* Aim *
Emit only the lines from the line containing "of the foliage" through the last line of the entries, unchanged.

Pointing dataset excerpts
+--

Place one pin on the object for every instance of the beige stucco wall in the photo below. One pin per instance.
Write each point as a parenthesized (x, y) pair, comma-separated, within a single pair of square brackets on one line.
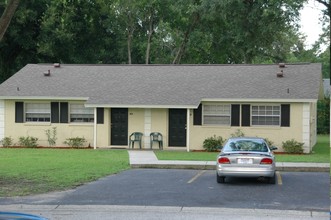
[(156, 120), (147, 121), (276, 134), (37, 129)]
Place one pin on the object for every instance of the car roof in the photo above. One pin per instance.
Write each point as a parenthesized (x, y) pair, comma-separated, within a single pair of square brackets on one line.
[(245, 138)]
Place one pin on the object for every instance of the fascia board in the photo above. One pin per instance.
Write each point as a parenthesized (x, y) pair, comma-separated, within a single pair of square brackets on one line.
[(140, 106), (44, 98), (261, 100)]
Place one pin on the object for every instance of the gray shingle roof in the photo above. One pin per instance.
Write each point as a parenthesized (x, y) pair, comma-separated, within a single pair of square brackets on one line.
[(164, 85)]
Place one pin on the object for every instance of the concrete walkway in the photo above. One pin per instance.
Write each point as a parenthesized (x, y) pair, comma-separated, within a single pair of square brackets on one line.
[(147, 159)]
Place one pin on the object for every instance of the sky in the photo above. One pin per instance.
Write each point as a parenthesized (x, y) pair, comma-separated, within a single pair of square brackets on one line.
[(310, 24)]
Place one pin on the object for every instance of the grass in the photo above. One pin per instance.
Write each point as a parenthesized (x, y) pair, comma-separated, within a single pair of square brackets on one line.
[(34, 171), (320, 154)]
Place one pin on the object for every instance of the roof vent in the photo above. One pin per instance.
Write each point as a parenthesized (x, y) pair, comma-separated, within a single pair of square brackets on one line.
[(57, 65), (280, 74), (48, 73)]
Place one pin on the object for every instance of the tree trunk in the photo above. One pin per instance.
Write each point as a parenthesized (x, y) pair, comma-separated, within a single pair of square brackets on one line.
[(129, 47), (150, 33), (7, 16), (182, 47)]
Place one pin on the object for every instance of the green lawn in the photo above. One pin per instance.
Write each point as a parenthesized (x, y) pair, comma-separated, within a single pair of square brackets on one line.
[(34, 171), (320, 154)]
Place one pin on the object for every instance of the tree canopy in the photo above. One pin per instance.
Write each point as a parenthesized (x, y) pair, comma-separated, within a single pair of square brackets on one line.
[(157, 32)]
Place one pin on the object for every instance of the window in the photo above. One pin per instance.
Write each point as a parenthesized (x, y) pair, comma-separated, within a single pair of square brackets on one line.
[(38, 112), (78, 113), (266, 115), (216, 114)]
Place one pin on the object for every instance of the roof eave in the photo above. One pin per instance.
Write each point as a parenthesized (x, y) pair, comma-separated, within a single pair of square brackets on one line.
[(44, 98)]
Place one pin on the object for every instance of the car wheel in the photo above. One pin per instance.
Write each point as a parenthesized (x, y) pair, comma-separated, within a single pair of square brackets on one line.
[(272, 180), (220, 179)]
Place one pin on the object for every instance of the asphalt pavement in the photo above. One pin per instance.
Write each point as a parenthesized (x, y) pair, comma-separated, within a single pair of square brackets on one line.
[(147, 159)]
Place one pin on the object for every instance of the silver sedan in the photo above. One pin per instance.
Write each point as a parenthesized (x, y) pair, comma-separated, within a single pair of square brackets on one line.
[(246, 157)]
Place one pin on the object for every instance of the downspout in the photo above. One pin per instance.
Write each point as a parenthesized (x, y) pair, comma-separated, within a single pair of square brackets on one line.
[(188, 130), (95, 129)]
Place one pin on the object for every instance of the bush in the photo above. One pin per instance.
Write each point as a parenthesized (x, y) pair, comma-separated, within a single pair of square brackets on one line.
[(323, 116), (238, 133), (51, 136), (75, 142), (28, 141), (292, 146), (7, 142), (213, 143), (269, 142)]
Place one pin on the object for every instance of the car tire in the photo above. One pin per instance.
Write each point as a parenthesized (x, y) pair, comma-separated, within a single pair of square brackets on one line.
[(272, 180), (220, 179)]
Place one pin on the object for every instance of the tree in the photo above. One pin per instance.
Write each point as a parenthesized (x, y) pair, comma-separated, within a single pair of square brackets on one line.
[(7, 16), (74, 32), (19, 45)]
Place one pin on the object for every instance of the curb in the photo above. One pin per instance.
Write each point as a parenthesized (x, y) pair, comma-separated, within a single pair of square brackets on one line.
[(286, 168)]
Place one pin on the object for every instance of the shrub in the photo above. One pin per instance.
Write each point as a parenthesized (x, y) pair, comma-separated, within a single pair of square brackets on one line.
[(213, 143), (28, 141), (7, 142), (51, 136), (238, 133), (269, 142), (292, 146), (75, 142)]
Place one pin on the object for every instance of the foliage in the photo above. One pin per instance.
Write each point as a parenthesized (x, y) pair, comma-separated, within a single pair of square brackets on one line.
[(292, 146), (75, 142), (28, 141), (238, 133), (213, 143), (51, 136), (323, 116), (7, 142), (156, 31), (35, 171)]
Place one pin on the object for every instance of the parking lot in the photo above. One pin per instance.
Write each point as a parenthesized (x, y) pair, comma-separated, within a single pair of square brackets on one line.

+--

* Right answer *
Place one pin on the object for every instance of the foliage in the photo above. One pin per instance.
Write each point as a parenthesized (x, y) pair, comma-separated, within a single pair of square brackets on one line.
[(292, 146), (75, 142), (28, 141), (238, 133), (213, 143), (51, 136), (323, 116), (7, 142), (156, 31), (35, 171)]
Place one pin on the object for every instance of the parking lot in the photo above. One pin per instance.
Write each point as a parenthesized (x, y) pair, comma-separated, within a single pair of square brackets on one line.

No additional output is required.